***** RECORDED DATA

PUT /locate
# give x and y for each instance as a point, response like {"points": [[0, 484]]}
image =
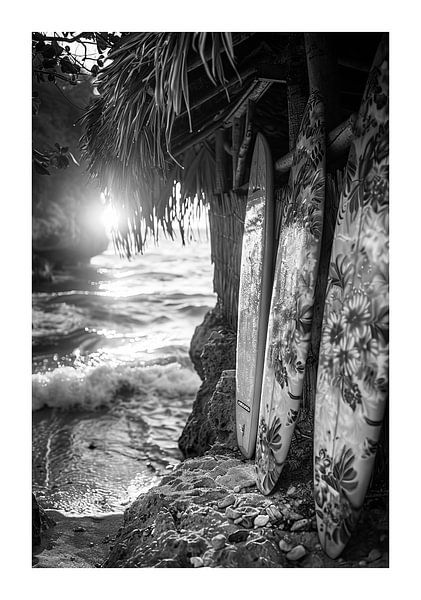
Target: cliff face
{"points": [[207, 512], [66, 206], [212, 352]]}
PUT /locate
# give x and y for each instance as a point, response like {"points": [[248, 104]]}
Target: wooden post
{"points": [[243, 151], [322, 74], [220, 162], [297, 85], [337, 143], [236, 137]]}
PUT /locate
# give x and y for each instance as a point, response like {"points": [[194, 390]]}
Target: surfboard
{"points": [[292, 301], [254, 294], [352, 386]]}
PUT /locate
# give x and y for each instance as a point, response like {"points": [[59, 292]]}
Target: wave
{"points": [[91, 387]]}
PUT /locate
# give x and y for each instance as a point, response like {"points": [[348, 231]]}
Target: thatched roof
{"points": [[163, 97]]}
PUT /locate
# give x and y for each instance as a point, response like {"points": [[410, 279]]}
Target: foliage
{"points": [[65, 206], [128, 129], [56, 59]]}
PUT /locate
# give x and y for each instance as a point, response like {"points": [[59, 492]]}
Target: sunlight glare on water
{"points": [[113, 384]]}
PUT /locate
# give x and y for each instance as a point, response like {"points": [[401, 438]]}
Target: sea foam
{"points": [[91, 387]]}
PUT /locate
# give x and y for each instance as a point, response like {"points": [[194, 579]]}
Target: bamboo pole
{"points": [[297, 85], [220, 180], [236, 137], [243, 152], [322, 74], [338, 142]]}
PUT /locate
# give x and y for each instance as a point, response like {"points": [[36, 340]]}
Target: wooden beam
{"points": [[297, 85], [338, 141], [220, 162], [235, 140], [322, 74], [218, 90], [254, 92], [245, 146]]}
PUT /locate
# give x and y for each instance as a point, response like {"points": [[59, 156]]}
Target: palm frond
{"points": [[128, 130]]}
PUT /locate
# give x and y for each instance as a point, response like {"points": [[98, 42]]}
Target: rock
{"points": [[294, 516], [248, 514], [36, 523], [274, 514], [168, 563], [299, 525], [285, 545], [199, 432], [221, 410], [213, 321], [238, 536], [218, 541], [196, 561], [232, 513], [261, 520], [374, 554], [40, 522], [291, 490], [238, 477], [296, 553], [209, 558], [227, 501]]}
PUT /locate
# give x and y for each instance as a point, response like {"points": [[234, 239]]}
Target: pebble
{"points": [[298, 525], [261, 520], [295, 516], [285, 546], [227, 501], [297, 553], [238, 536], [196, 561], [218, 541], [231, 513], [374, 554]]}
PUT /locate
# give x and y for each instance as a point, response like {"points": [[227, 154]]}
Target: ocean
{"points": [[112, 382]]}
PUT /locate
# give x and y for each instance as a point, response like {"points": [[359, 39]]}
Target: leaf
{"points": [[74, 159]]}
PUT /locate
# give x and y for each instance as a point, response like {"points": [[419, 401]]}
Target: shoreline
{"points": [[76, 542], [207, 511]]}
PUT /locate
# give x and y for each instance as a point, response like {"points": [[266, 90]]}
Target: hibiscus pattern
{"points": [[352, 386], [291, 310]]}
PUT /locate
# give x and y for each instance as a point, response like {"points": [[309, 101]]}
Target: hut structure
{"points": [[186, 107]]}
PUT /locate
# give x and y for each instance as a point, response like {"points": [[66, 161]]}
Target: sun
{"points": [[109, 218]]}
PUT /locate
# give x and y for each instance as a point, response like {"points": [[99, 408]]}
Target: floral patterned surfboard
{"points": [[352, 385], [291, 310], [254, 296]]}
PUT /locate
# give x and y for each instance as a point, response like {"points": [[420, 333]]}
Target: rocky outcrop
{"points": [[218, 354], [208, 513], [213, 321], [221, 411], [40, 522]]}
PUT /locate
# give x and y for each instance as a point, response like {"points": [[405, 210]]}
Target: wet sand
{"points": [[76, 542]]}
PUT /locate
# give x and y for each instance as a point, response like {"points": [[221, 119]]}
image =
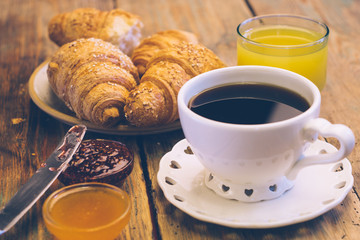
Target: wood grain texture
{"points": [[28, 135]]}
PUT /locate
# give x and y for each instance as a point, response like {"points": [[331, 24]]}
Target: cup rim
{"points": [[74, 188], [183, 106], [319, 41]]}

**********

Using the data above, print every line exactly, omitting pictures.

# TASK RESULT
PUT /locate
# give x and y for each instance as a point, response like {"points": [[0, 484]]}
image =
Target: cliff face
{"points": [[207, 512], [66, 206], [212, 352]]}
PUT /locate
# give x and y for each instance as a point, response like {"points": [[248, 104]]}
Target: wooden post
{"points": [[243, 151], [322, 74], [220, 162], [297, 85], [337, 143], [236, 137]]}
PUT /locate
# give x and y for each instance as a point, response like {"points": [[194, 390]]}
Target: surfboard
{"points": [[292, 301], [254, 294], [352, 386]]}
PUT /locate
# give x and y for each instance as a point, response like {"points": [[59, 292]]}
Target: wave
{"points": [[91, 387]]}
PUT /locate
# give x and y for each instance as a point, response like {"points": [[348, 231]]}
Target: thatched roof
{"points": [[163, 97]]}
PUT /locate
# give x and y for each instance as a point, response like {"points": [[410, 279]]}
Target: foliage
{"points": [[65, 206], [128, 129], [56, 59]]}
PUT /locate
# give x and y for each instance as a point, response like {"points": [[59, 492]]}
Target: sunlight glare on water
{"points": [[113, 384]]}
PUT /locate
# give x and y for each instance as a point, response like {"points": [[401, 438]]}
Target: sea foam
{"points": [[91, 387]]}
PUT /locate
# give x and y for each instance as a point, response like {"points": [[194, 579]]}
Target: bamboo pole
{"points": [[297, 85], [220, 180], [236, 137], [243, 152], [322, 74], [338, 142]]}
PUT /locate
# give x and y for each instance as a point, response like {"points": [[36, 340]]}
Target: wooden beam
{"points": [[297, 85], [338, 141], [220, 162], [235, 140], [322, 74], [218, 90], [254, 92], [245, 146]]}
PUT /locate
# give x and y for each instance as a point, response like {"points": [[59, 156]]}
Target: palm frond
{"points": [[128, 130]]}
PUT /locate
# give x and y for each instance as a point, response like {"points": [[98, 42]]}
Target: rock
{"points": [[294, 516], [248, 514], [36, 523], [274, 514], [168, 563], [299, 525], [285, 545], [199, 432], [221, 410], [213, 321], [238, 536], [218, 541], [196, 561], [232, 513], [261, 520], [374, 554], [40, 522], [291, 490], [238, 477], [296, 553], [209, 558], [227, 501]]}
PUT /locate
# give x and y for each instance as a point, response like {"points": [[234, 239]]}
Target: pebble
{"points": [[298, 525], [261, 520], [295, 516], [285, 546], [227, 501], [297, 553], [238, 536], [196, 561], [218, 541], [231, 513], [374, 554]]}
PUT /locate
# give x and y for each instance as a point, response like {"points": [[227, 154]]}
Target: ocean
{"points": [[112, 382]]}
PUT /locate
# give x and y for each instance as a point, response like {"points": [[359, 39]]}
Target: leaf
{"points": [[74, 159]]}
PUT /locate
# give x and y for each instance as a point, response like {"points": [[419, 401]]}
Target: shoreline
{"points": [[76, 542], [207, 511]]}
PUT /locate
# give x and y for each instance as a point, response like {"points": [[266, 90]]}
Target: hibiscus pattern
{"points": [[352, 386], [291, 310]]}
PUT /locate
# give x and y for each instance as a point, response like {"points": [[309, 101]]}
Target: hut structure
{"points": [[186, 107]]}
PUT /locate
# give x and y for each instance as a point, response like {"points": [[66, 161]]}
Target: sun
{"points": [[109, 218]]}
PUT /locate
# give x and y for each instance as a point, response like {"points": [[99, 408]]}
Target: floral patterned surfboard
{"points": [[352, 385], [291, 310], [254, 296]]}
PUT /locate
# give x and y for each instance as a point, response like {"points": [[420, 333]]}
Target: rocky outcrop
{"points": [[218, 354], [208, 513], [213, 321], [221, 411], [40, 522]]}
PUT /locate
# give x and y for each instance as a point, response like {"points": [[405, 210]]}
Target: wet sand
{"points": [[76, 542]]}
PUT /locate
# give x and y for each instance as a point, response like {"points": [[221, 119]]}
image =
Target: wood grain texture
{"points": [[28, 135]]}
PUT /locate
# give x and y for each instance as a point, response like {"points": [[331, 24]]}
Target: cup rim
{"points": [[74, 188], [183, 106], [319, 41]]}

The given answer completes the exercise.